<<<<

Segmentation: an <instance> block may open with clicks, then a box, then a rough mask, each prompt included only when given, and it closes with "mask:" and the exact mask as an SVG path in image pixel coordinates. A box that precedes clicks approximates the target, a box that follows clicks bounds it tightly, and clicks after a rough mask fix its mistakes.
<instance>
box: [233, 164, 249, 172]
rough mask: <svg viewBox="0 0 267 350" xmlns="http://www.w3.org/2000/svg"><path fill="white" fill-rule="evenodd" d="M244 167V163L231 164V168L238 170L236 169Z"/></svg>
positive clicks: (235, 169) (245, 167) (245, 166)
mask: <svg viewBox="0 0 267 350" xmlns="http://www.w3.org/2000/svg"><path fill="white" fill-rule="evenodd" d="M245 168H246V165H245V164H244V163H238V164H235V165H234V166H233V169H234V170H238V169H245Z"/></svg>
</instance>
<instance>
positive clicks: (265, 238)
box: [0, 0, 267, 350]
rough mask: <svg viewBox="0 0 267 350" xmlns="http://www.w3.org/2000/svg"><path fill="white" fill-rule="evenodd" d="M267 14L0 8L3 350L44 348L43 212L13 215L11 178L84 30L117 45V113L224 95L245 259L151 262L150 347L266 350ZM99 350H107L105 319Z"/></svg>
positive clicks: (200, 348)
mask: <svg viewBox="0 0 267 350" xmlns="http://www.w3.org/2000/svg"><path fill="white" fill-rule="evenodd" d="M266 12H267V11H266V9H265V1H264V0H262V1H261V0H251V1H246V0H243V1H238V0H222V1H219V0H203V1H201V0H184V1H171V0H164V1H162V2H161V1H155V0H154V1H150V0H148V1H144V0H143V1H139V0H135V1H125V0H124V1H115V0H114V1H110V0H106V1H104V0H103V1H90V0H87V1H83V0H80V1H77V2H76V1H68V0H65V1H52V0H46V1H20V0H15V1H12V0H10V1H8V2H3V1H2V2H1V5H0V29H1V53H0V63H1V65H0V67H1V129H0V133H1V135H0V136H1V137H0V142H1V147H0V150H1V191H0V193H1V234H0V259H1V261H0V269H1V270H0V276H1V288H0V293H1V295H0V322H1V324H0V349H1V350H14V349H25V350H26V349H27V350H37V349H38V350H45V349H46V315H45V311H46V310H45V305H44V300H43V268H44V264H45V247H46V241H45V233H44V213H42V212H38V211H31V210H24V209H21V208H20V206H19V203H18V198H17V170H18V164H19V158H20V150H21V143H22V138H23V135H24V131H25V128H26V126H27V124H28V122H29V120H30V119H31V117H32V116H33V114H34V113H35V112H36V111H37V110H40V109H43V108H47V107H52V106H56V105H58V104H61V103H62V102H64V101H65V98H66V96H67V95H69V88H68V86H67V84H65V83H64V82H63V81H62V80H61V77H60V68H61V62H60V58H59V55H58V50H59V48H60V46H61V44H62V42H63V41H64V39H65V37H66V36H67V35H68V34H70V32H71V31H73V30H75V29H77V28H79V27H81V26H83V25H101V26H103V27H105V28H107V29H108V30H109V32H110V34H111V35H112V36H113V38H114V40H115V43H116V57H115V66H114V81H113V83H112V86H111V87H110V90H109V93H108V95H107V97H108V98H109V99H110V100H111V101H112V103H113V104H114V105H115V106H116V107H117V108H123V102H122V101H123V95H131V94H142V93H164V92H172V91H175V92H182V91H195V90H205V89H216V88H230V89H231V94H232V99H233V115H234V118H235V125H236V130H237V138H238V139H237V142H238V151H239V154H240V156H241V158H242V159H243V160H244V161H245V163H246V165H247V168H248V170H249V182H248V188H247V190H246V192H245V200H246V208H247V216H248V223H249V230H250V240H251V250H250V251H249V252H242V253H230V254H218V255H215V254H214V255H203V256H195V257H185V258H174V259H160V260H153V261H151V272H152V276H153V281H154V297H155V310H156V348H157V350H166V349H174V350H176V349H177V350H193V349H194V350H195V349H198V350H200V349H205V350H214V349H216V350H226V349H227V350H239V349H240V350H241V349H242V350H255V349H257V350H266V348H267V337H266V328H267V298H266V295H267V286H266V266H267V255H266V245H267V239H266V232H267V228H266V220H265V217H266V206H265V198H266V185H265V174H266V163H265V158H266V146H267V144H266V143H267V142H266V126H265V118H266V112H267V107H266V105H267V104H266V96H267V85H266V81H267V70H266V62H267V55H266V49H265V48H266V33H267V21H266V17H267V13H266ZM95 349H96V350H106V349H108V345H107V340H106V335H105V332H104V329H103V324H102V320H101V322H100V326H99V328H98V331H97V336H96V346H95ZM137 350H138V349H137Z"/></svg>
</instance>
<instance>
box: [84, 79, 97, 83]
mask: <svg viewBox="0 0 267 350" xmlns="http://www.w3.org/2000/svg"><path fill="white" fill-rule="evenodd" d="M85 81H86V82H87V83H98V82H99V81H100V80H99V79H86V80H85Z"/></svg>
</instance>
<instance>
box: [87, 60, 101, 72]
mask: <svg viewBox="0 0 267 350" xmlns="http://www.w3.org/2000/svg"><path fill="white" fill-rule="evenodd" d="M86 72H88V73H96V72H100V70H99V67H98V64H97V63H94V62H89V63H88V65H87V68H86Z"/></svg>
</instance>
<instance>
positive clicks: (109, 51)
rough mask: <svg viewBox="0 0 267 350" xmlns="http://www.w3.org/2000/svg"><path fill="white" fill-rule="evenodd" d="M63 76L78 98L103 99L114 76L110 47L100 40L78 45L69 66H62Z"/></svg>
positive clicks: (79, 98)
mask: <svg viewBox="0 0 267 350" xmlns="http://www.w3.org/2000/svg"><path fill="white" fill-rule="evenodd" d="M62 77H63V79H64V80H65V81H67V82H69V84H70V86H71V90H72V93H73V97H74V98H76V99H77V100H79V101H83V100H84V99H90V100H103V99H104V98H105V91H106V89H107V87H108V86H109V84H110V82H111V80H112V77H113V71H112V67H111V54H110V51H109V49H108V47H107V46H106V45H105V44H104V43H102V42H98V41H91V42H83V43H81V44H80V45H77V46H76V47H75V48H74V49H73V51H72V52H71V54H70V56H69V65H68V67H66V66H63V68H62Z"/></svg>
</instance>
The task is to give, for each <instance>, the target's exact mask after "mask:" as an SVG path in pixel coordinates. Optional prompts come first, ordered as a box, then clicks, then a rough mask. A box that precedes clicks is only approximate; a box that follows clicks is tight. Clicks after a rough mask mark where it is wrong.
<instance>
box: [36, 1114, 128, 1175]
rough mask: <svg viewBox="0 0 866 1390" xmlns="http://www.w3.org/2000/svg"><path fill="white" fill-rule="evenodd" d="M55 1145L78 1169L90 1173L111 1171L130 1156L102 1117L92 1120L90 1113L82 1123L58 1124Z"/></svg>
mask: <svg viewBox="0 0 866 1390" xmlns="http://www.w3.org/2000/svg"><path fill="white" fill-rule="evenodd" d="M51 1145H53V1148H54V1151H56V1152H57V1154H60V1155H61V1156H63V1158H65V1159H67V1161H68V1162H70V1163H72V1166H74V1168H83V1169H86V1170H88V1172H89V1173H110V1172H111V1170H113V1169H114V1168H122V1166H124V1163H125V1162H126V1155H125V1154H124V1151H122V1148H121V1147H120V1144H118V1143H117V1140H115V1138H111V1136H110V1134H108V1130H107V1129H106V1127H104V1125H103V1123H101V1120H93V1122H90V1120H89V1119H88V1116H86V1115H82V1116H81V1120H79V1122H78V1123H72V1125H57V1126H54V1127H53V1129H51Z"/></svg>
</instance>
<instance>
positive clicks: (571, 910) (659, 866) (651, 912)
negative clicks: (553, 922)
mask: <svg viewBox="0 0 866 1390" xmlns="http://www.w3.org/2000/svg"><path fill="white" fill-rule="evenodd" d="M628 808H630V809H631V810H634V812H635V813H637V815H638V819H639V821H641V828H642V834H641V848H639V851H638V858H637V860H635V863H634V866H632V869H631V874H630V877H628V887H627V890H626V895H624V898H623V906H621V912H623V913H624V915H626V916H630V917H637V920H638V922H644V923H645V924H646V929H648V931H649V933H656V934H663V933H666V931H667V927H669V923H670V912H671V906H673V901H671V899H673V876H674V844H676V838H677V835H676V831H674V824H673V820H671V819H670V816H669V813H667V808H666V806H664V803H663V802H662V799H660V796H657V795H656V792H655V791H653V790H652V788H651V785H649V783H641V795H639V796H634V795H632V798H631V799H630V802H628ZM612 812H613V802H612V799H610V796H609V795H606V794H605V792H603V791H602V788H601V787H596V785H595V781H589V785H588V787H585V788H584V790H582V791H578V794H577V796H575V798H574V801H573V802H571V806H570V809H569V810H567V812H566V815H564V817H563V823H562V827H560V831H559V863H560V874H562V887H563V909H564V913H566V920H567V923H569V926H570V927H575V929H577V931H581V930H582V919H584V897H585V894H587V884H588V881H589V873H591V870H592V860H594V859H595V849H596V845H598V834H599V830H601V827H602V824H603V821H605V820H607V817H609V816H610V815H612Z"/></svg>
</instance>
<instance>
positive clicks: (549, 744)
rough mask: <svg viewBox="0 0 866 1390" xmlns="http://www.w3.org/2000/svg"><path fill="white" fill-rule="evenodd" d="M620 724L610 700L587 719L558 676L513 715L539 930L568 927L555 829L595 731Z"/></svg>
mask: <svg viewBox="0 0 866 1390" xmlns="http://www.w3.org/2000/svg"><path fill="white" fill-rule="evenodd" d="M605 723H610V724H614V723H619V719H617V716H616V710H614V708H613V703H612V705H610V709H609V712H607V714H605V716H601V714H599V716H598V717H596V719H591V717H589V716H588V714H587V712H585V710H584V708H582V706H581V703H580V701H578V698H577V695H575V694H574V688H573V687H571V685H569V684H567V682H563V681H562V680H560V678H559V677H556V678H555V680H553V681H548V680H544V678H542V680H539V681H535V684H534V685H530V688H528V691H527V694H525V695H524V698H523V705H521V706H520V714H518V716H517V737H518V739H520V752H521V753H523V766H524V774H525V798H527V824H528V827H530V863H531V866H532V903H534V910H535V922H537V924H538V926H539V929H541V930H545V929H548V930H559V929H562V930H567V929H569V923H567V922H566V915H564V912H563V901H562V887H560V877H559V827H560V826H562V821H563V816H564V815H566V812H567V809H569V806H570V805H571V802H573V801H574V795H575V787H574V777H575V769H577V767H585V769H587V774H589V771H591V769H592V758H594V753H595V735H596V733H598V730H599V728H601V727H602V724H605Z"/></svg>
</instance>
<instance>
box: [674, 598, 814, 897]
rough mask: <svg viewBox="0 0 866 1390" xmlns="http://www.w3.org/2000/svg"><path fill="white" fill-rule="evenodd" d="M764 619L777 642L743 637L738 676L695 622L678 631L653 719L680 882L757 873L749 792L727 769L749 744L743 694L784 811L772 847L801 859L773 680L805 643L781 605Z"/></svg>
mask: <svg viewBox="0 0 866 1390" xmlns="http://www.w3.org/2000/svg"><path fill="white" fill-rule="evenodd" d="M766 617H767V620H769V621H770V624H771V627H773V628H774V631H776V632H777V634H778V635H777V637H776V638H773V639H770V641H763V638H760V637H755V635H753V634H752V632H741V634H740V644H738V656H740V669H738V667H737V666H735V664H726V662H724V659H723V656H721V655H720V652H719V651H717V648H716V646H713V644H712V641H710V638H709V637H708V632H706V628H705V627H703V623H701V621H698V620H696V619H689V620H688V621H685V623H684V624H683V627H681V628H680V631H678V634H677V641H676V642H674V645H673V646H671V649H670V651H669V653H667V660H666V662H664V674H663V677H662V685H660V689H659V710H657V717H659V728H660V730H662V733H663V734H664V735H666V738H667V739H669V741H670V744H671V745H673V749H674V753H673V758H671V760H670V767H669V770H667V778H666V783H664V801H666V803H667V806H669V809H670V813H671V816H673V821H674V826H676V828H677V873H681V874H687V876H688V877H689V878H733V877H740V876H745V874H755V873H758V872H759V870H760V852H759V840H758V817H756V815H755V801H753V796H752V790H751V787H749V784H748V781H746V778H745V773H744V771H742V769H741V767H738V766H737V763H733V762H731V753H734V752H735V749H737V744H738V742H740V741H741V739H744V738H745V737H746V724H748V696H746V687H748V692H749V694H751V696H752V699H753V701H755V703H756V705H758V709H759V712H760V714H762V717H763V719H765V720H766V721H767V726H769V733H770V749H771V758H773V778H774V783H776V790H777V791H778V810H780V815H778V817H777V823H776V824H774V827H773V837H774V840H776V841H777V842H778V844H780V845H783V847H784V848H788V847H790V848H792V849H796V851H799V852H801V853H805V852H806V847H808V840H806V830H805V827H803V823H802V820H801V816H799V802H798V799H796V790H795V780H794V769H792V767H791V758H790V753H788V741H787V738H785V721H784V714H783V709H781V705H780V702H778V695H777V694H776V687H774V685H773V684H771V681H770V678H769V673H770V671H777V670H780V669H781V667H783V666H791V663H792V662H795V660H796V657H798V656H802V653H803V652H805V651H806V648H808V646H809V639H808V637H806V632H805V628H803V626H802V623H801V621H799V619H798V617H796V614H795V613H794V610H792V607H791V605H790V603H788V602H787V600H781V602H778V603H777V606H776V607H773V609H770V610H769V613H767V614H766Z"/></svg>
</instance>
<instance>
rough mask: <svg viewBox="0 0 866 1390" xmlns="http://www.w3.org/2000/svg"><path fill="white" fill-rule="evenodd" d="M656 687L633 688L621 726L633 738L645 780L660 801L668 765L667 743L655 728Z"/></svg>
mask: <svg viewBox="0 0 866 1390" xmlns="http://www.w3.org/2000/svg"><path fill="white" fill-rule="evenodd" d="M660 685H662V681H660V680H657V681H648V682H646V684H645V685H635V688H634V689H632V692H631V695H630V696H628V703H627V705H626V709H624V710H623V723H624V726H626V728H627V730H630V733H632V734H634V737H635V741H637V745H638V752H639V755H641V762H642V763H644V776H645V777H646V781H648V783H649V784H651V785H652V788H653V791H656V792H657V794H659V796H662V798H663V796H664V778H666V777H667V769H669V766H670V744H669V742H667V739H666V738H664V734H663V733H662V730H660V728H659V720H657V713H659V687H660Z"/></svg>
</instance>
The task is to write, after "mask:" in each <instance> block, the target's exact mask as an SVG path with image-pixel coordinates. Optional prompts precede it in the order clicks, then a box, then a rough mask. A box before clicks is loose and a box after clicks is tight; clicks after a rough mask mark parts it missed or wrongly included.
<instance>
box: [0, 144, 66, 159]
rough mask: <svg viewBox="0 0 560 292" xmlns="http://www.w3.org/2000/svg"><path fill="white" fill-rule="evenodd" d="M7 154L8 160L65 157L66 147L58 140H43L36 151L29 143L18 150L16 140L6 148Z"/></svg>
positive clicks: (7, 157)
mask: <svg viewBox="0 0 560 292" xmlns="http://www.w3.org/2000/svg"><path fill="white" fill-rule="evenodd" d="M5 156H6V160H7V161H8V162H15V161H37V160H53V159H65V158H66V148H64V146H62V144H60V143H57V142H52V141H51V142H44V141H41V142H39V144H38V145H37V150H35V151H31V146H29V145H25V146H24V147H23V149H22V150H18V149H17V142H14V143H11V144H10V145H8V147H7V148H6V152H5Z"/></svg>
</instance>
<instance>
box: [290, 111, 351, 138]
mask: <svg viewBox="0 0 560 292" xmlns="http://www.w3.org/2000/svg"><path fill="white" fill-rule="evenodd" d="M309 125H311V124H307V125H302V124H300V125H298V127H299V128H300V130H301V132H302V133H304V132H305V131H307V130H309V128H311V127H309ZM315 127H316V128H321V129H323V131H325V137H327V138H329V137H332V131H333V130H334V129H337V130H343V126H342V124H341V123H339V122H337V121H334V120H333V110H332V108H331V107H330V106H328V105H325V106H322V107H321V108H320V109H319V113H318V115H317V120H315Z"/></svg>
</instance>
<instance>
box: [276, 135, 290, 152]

>>>>

= Work item =
Count the lines of the listing above that contain the string "positive" with case matching exactly, and reply with that number alone.

= Finished exercise =
8